◆ Extracted data ◆
--- start ---
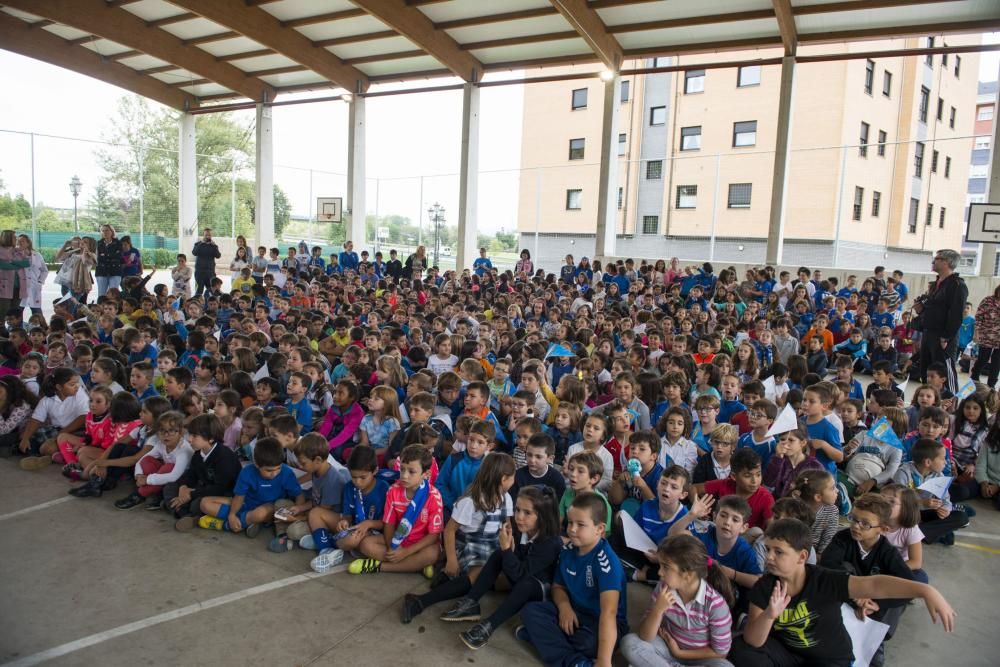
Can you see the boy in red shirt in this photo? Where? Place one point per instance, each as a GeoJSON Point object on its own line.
{"type": "Point", "coordinates": [413, 519]}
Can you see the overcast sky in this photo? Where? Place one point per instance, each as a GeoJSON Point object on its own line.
{"type": "Point", "coordinates": [408, 136]}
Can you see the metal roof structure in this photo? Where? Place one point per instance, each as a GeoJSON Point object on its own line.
{"type": "Point", "coordinates": [191, 54]}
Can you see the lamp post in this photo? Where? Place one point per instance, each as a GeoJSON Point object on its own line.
{"type": "Point", "coordinates": [74, 187]}
{"type": "Point", "coordinates": [436, 214]}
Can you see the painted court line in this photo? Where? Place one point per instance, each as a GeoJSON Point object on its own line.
{"type": "Point", "coordinates": [26, 510]}
{"type": "Point", "coordinates": [113, 633]}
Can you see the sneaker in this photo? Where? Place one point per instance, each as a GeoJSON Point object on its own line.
{"type": "Point", "coordinates": [465, 609]}
{"type": "Point", "coordinates": [365, 566]}
{"type": "Point", "coordinates": [35, 462]}
{"type": "Point", "coordinates": [130, 501]}
{"type": "Point", "coordinates": [210, 523]}
{"type": "Point", "coordinates": [326, 560]}
{"type": "Point", "coordinates": [477, 636]}
{"type": "Point", "coordinates": [184, 524]}
{"type": "Point", "coordinates": [411, 608]}
{"type": "Point", "coordinates": [280, 544]}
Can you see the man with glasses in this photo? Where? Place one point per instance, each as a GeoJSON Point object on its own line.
{"type": "Point", "coordinates": [940, 316]}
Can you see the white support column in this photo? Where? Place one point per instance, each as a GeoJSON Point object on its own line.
{"type": "Point", "coordinates": [468, 180]}
{"type": "Point", "coordinates": [779, 177]}
{"type": "Point", "coordinates": [187, 196]}
{"type": "Point", "coordinates": [355, 220]}
{"type": "Point", "coordinates": [264, 197]}
{"type": "Point", "coordinates": [607, 192]}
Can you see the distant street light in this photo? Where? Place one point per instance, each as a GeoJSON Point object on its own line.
--- end ---
◆ Challenge ◆
Copy all of the lines above word for word, and leave out the pictures.

◆ Worked solution ◆
Can you see the boy in red shirt in this photo? Where? Place one point per instance, each as a GeoJSON Point object on its own line.
{"type": "Point", "coordinates": [413, 519]}
Can you see the overcast sky in this photo? Where? Place one point per instance, each as a GeoJSON Point object on its own line.
{"type": "Point", "coordinates": [408, 136]}
Can you see the metal roof structure in this photo? Where? Place one point per instance, each as a GeoJSON Point object on its own line.
{"type": "Point", "coordinates": [191, 54]}
Can you see the lamp post in this photo? Where? Place one point per instance, each as a GeoJSON Point object on its own line.
{"type": "Point", "coordinates": [74, 187]}
{"type": "Point", "coordinates": [436, 214]}
Can you see the painted court line in this photo? Where? Place one point per instance, each as a GeoJSON Point object on its own line.
{"type": "Point", "coordinates": [26, 510]}
{"type": "Point", "coordinates": [113, 633]}
Can you see the sneaker in this photo? Where? Place one point per instance, each as a GeoJSON Point object on its own line.
{"type": "Point", "coordinates": [465, 609]}
{"type": "Point", "coordinates": [365, 566]}
{"type": "Point", "coordinates": [35, 462]}
{"type": "Point", "coordinates": [130, 501]}
{"type": "Point", "coordinates": [210, 523]}
{"type": "Point", "coordinates": [326, 560]}
{"type": "Point", "coordinates": [477, 636]}
{"type": "Point", "coordinates": [184, 524]}
{"type": "Point", "coordinates": [411, 608]}
{"type": "Point", "coordinates": [280, 544]}
Can you see the man with glasses in this photo? Where? Place one point per instance, each as a GeoJSON Point object on its own line.
{"type": "Point", "coordinates": [940, 316]}
Can you see the white support column in this photo? Where? Place one point per instance, each as a GeoJSON Point object on its own line.
{"type": "Point", "coordinates": [468, 180]}
{"type": "Point", "coordinates": [779, 177]}
{"type": "Point", "coordinates": [187, 196]}
{"type": "Point", "coordinates": [355, 220]}
{"type": "Point", "coordinates": [264, 197]}
{"type": "Point", "coordinates": [607, 192]}
Can you see the distant street light in this photo? Where? Place one point per instance, each as a GeoJSON Point object on its own line.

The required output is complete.